• _THE EXERCISE_:
Copy all the items below word for word, leaving out the pictures.

• _PROVIDED ENTRIES_:
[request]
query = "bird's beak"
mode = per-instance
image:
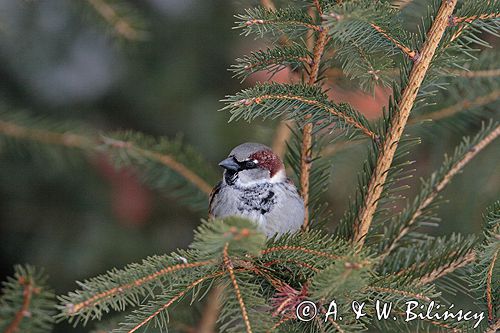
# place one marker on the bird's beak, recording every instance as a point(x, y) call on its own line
point(230, 164)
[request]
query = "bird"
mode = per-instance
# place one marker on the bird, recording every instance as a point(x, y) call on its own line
point(254, 185)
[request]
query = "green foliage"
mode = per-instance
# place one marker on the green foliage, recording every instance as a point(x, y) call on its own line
point(401, 229)
point(292, 21)
point(156, 161)
point(26, 303)
point(262, 280)
point(272, 60)
point(301, 102)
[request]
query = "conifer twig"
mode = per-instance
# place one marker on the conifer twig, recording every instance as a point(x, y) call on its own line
point(119, 24)
point(470, 19)
point(230, 269)
point(479, 73)
point(455, 108)
point(446, 179)
point(175, 298)
point(306, 152)
point(398, 122)
point(348, 119)
point(300, 249)
point(75, 308)
point(406, 50)
point(400, 292)
point(489, 277)
point(28, 290)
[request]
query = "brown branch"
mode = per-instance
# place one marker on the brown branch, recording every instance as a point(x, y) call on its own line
point(406, 50)
point(447, 269)
point(73, 309)
point(489, 277)
point(398, 123)
point(462, 105)
point(175, 298)
point(479, 73)
point(91, 144)
point(306, 151)
point(210, 311)
point(28, 290)
point(119, 24)
point(459, 165)
point(230, 269)
point(470, 19)
point(300, 249)
point(281, 137)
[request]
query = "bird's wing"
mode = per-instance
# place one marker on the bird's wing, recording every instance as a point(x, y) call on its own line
point(214, 192)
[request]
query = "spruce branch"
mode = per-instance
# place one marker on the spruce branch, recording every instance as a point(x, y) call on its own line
point(229, 266)
point(406, 50)
point(26, 303)
point(398, 122)
point(447, 268)
point(106, 298)
point(489, 293)
point(408, 219)
point(470, 19)
point(121, 25)
point(308, 104)
point(494, 72)
point(273, 60)
point(458, 107)
point(306, 148)
point(174, 299)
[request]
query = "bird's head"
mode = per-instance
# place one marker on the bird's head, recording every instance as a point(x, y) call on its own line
point(251, 163)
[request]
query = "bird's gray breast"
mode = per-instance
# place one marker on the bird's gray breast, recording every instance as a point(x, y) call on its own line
point(260, 198)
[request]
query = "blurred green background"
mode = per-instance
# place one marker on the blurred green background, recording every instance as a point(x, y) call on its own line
point(79, 219)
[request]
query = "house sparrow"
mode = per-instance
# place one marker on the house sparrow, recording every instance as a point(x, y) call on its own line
point(254, 185)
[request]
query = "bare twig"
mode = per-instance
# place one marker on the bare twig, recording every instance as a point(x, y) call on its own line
point(210, 311)
point(299, 249)
point(398, 123)
point(489, 277)
point(28, 290)
point(230, 269)
point(306, 152)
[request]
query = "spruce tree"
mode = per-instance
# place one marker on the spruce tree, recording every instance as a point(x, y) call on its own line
point(376, 252)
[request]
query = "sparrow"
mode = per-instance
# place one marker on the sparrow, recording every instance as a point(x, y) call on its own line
point(254, 185)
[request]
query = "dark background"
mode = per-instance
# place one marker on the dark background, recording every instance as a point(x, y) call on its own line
point(79, 219)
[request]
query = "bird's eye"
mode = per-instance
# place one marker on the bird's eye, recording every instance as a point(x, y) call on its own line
point(250, 164)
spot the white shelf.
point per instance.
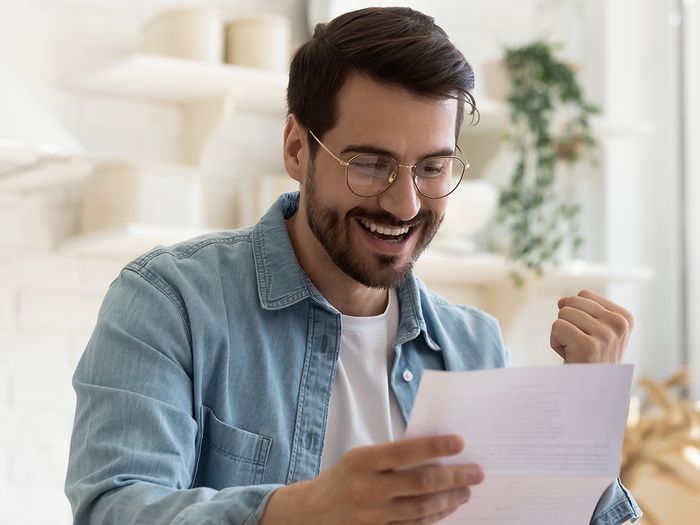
(484, 269)
(130, 240)
(177, 80)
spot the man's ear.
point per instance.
(294, 151)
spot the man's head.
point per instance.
(395, 45)
(375, 81)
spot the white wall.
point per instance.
(692, 122)
(49, 298)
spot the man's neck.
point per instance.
(347, 295)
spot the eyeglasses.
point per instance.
(369, 175)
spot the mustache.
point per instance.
(382, 217)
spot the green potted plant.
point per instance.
(549, 128)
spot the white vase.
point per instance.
(193, 34)
(261, 41)
(471, 207)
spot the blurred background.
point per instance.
(124, 125)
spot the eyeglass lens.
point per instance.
(435, 177)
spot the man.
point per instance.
(266, 375)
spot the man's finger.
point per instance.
(429, 479)
(408, 452)
(423, 507)
(604, 302)
(565, 334)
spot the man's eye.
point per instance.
(433, 168)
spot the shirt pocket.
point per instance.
(229, 456)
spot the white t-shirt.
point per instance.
(363, 409)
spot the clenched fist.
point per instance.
(590, 329)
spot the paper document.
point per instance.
(549, 438)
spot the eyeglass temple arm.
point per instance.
(342, 162)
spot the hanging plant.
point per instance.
(549, 128)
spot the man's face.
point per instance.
(375, 118)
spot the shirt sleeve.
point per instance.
(616, 506)
(135, 439)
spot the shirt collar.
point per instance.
(282, 282)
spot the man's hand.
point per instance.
(388, 483)
(590, 329)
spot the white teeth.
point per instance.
(384, 230)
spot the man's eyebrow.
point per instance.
(374, 150)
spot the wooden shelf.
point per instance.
(484, 269)
(209, 93)
(177, 80)
(128, 241)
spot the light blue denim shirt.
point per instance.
(206, 382)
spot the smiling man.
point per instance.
(266, 375)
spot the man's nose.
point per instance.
(401, 199)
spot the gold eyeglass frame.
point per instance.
(393, 177)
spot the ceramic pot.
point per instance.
(261, 41)
(193, 34)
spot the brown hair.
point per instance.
(395, 45)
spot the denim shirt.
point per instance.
(206, 382)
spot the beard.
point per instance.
(333, 232)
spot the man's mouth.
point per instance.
(385, 232)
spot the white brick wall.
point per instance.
(49, 297)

• _ANSWER IN FULL_:
[request]
query = "bird's beak"
mode = per-instance
image:
# place one marker on the bird's beak, recording every instance as a point(x, y) call on its own line
point(230, 164)
[request]
query = "bird"
mode = per-instance
# place one marker on the bird, recording every instance as a point(x, y) call on its own line
point(254, 185)
[request]
query = "green foliage"
mode = per-instance
# place one marker on the green foliage, recording every instance as a point(x, y) call on its own line
point(401, 229)
point(292, 21)
point(156, 161)
point(26, 303)
point(262, 280)
point(272, 60)
point(301, 102)
[request]
query = "conifer twig"
mode = per-instance
# place one marker on the conifer twig, recording every instance as a point(x, y) call on its own line
point(119, 24)
point(470, 19)
point(230, 269)
point(479, 73)
point(455, 108)
point(446, 179)
point(175, 298)
point(306, 152)
point(398, 122)
point(348, 119)
point(300, 249)
point(75, 308)
point(406, 50)
point(400, 292)
point(489, 277)
point(28, 290)
[request]
query = "brown branch"
mode = per-instance
# place one marker on the brown branch, recording every instance as a point(x, y) call on its own line
point(406, 50)
point(447, 269)
point(73, 309)
point(489, 277)
point(398, 123)
point(462, 105)
point(175, 298)
point(479, 73)
point(91, 144)
point(306, 151)
point(210, 311)
point(28, 290)
point(119, 24)
point(459, 165)
point(230, 269)
point(470, 19)
point(300, 249)
point(281, 137)
[request]
query = "bird's wing"
mode = per-instance
# place one marker on the bird's wing, recording every instance as a point(x, y) call on its own line
point(214, 192)
[request]
query = "spruce branch"
mode = per-instance
# place one marker on the spruce branch, recording every instance as a point(x, y) call on its own line
point(229, 266)
point(406, 50)
point(26, 303)
point(398, 122)
point(447, 268)
point(106, 298)
point(489, 293)
point(408, 219)
point(470, 19)
point(121, 25)
point(308, 104)
point(494, 72)
point(273, 60)
point(458, 107)
point(306, 148)
point(174, 299)
[request]
query = "bird's head"
mode = per-instance
# place one marker on the bird's head, recording every instance as a point(x, y) call on its own line
point(251, 163)
[request]
query = "bird's gray breast"
mode = per-instance
# place one marker on the bird's gray breast, recording every instance as a point(x, y) call on its own line
point(260, 198)
[request]
query = "blurred green background"
mode = per-instance
# place one marker on the blurred green background, recording every instance as a point(x, y) call on its own line
point(79, 219)
[request]
query = "house sparrow"
mode = per-instance
# place one marker on the house sparrow, recording every instance as a point(x, y) call on its own line
point(254, 185)
[request]
query = "bare twig"
mode = per-instance
# place one marker on the bare twig, recording every instance as a point(x, y) call on its own line
point(210, 311)
point(299, 249)
point(398, 123)
point(489, 277)
point(28, 290)
point(230, 269)
point(306, 152)
[request]
query = "spruce tree"
mode = per-instance
# place one marker on the spruce tree, recording every instance as a point(x, y) call on its own line
point(376, 252)
[request]
query = "sparrow"
mode = per-instance
# place one marker on the sparrow, recording every instance as a point(x, y) call on its own line
point(254, 185)
[request]
query = "dark background"
mode = per-instance
# place one marker on the dark background, recording every instance as a point(x, y) call on its own line
point(79, 219)
[request]
query = "bird's eye"
mode = per-instance
# place one marker on the bird's eye, recording every instance as a point(x, y) call on its own line
point(250, 164)
spot the white shelf.
point per instance.
(484, 269)
(130, 240)
(177, 80)
spot the man's ear.
point per instance.
(294, 151)
spot the man's head.
point per instance.
(395, 45)
(375, 81)
spot the white wall.
point per instance.
(692, 122)
(49, 298)
spot the man's neck.
point per instance.
(347, 295)
spot the eyeglasses.
point per instance.
(369, 175)
spot the mustache.
point per instance.
(382, 217)
spot the green potted plant.
point per instance.
(549, 128)
spot the white vase.
point per instance.
(193, 34)
(261, 41)
(471, 207)
spot the blurred background.
point per instance.
(124, 125)
spot the eyeglass lens.
point per instance.
(435, 177)
spot the man.
point per instance.
(266, 375)
spot the man's finger.
point per instance.
(429, 479)
(408, 452)
(423, 507)
(604, 302)
(565, 334)
spot the man's eye.
point per instance.
(433, 168)
spot the shirt pocket.
point per instance.
(229, 456)
spot the white t-shirt.
point per instance.
(363, 409)
spot the clenched fist.
point per instance.
(590, 329)
spot the paper document.
point per instance.
(549, 438)
spot the eyeglass temple arm.
point per instance.
(342, 162)
spot the hanging plant.
point per instance.
(549, 128)
spot the man's face.
point per instance.
(375, 118)
spot the shirt sleeve.
point per instance.
(616, 506)
(135, 439)
spot the shirt collar.
point per instance.
(282, 282)
spot the man's hand.
point per instance.
(388, 483)
(590, 329)
spot the white teeth.
point per instance.
(384, 230)
spot the man's eyebrow.
point per instance.
(374, 150)
spot the wooden shelf.
point per instance.
(484, 269)
(209, 93)
(177, 80)
(128, 241)
spot the light blue denim shirt.
point per instance.
(206, 382)
spot the smiling man.
point per instance.
(266, 375)
spot the man's nose.
point per instance.
(401, 199)
spot the gold eyeglass frame.
point per instance.
(393, 177)
spot the ceramic pot.
point per instance.
(261, 41)
(193, 34)
spot the brown hair.
point per instance.
(395, 45)
spot the denim shirt.
point per instance.
(206, 382)
spot the beard.
point per instance.
(333, 232)
spot the man's mouth.
point per instance.
(385, 232)
spot the white brick wall.
point per instance.
(49, 297)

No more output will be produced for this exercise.